文書の抜粋

######

人は日常で多くの契約を交わします。

車を買うとき、銀行口座を開設するとき、雇用契約をするとき、世の中には契約ごとが溢れています。

そのとき、契約書を読み解く知識がないと不利な契約を結ばれてしまうリスクがあります。
本記事ではそうしたリスクを避けるために、契約書作成専門の行政書士が契約書で気をつけるべきポイントを解説します。

契約書で気をつけるべき4つのポイント

ざっくり、契約書で気をつけるべきポイントは次の4つです。

1. 契約の目的・範囲は明確か
2. 権利と義務は対等か
3. お金関係の条項
4. 契約期限

一つずつ解説します。

1. 契約の目的・範囲は明確か?

契約書に書いてある内容を法的に有効にするには、契約の目的や契約の範囲を明確にする必要があります。
曖昧な書き方どちらとでも取れるニュアンスの文言などは、こちらに不利な解釈をされてしまうリスクがあるので絶対NGです

例えば車の売買契約をするとしましょう。
その場合、どの車を売るのか(車種の特定)、誰に売るのか(相手方の特定)、いくらで売るのかいつ車を引き渡すのか支払い方法はどうするのか、などを細かくかつ具体的に記載します。

例えば車種を特定していないと、本当はA車を買いたかったのにB車を売りつけられてしまったなどのトラブルが考えられます。
引き渡し時期を定めないと、自分が希望する時期までに車を使用できないリスクがあります。

明確かつ具体的にそして細かく契約範囲を特定するのが、契約書で気をつけるべき大きなポイントの一つなのです。

契約内容に不明瞭な点がある場合は必ず相手方に確認するようにし、場合によっては修正を求めましょう。

2. 権利と義務は対等か

次に確認すべきポイントは、契約当事者双方の権利と義務が対等に定められているかどうかです。

契約書は、当事者双方の合意に基づいて作成されるものですが、必ずしも権利と義務が対等であるとは限りません。
というか、ファーストドラフトを相手方が作成した場合、大体ちょっとだけ相手に有利な内容になっています。

######

提供情報

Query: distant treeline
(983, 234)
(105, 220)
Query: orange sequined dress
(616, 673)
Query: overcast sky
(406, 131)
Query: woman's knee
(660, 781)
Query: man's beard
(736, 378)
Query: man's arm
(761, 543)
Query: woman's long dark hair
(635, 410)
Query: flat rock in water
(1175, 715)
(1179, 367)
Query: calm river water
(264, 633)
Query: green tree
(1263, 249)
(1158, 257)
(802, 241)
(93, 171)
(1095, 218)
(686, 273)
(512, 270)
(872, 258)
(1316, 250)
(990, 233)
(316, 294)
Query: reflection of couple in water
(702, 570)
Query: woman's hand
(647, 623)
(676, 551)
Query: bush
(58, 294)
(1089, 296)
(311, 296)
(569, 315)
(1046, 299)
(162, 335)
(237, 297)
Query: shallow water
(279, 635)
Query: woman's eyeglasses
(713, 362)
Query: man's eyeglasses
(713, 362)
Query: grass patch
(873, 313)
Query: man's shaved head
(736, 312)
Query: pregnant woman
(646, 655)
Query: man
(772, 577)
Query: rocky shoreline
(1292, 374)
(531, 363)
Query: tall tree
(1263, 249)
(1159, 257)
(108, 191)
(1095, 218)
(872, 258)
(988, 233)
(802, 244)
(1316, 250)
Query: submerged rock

######

課題 1
契約書の記事では、車の引き渡し時期を定めないとどんなリスクがあるとされていますか？
課題 2
契約書の記事を、「大体ちょっとだけ相手に有利な内容になっています。」の後から続けて書いてください。
項目は契約書の記事とは別の資料です。

回答 1
自分が希望する時期までに車を使用できないリスクがあります。

回答 2
例えば、以下のようなケースには注意が必要です。

一方に有利な解除条項 (例:相手方には不利な条件でのみ解除可能、自社はいつでも自由に解除可能)
過剰な損害賠償責任 (例:自社の軽微なミスでも高額な損害賠償を請求される、相手方の責任は限定的)
一方的な契約内容の変更条項 (例:自社は自由に契約内容を変更できるが、相手方には認められない)

契約書全体を読み、一方の当事者にだけ有利な内容になっていないか、不当に不利な条項が含まれていないかを確認しましょう。もし不平等な条項があれば、修正削除を交渉する必要があるでしょう。

3. お金関係の条項

契約書は金銭が絡む部分条項こそ神経質になるべきでしょう。

確認すべきは以下。

・金額
・支払い時期
・支払い方法(銀行振込なのか、手渡しなのか)
・振込手数料は誰が負担するか(どちらが負担するか記載がないと揉める原因に)
・期限までに代金を支払えない場合の処置(契約解除になるのか、違約金を請求するかなど)

一見して振込手数料は金額も小さいしどどうでもいいように見えますが、私が契約書を作成する場合は必ず振込手数料はどちらが負担するか記載します。
理由は、小さい金額でも意外に揉めるから。

お互いがお互いに「相手が振込手数料を負担してくれるだろう」と考えている場合、それこそトラブルの種です。
金額も小さいので片方が折れて、「じゃあ私が振込手数料は負担します」と言ったとしても、この一つの出来事が不信感に繋がり、その後の契約に響く可能性があります。

たかが振込手数料、されど振込手数料です。

以下は、実際に私がWebライターの業務委託契約書を作った際の条項です。

第○条 報酬
1. 甲は、乙に対して、本件業務の対価として、1記事あたり〇〇円(消費税別)を支払う
2. 本件業務の難易度(文字数が多い、取材必須など)によって報酬は変動する。前項に定める報酬に変更がある場合は、甲乙協議の上定める。
3. 甲は、前項に定める報酬を納品後翌月末日までに、乙の指定する銀行口座に振り込む方法によって支払う。振込手数料は甲の負担とする

    契約書に振込手数料の記載がない場合は相手方に確認してみるといいでしょう。

    4. 契約期限

    最後は契約期限。
    当たり前ですが契約期限の確認は極めて重要です。
    確認すべきポイントは以下。

    ・契約がいつから有効になるか
    ・契約の期限はいつまでか
    ・期限前に契約を解除できるか
    (中途解約条項)
    ・自動更新条項はあるか
    (契約期限を迎えると、同じ条件で契約が自動更新される)

    中途解約条項は、皆さんが家を借りるときによく締結されることの多い条項です。
    契約期限が2年の賃貸借契約でも、1年程度住んでから突然転勤を言い渡されるかもしれません。
    その際、中途解約条項がないと、退去することができない、あるいは違約金が発生する可能性があります。

    なので、中途解約条項があるかどうかはいの一番に確認すべきでしょう。
    条項例としては次のとおりです。

    第〇条(中途解約)
    1. 甲及び乙は、本契約期間中といえども、相手方に対し〇か月前に書面にて予告することにより、本契約を解除することができる。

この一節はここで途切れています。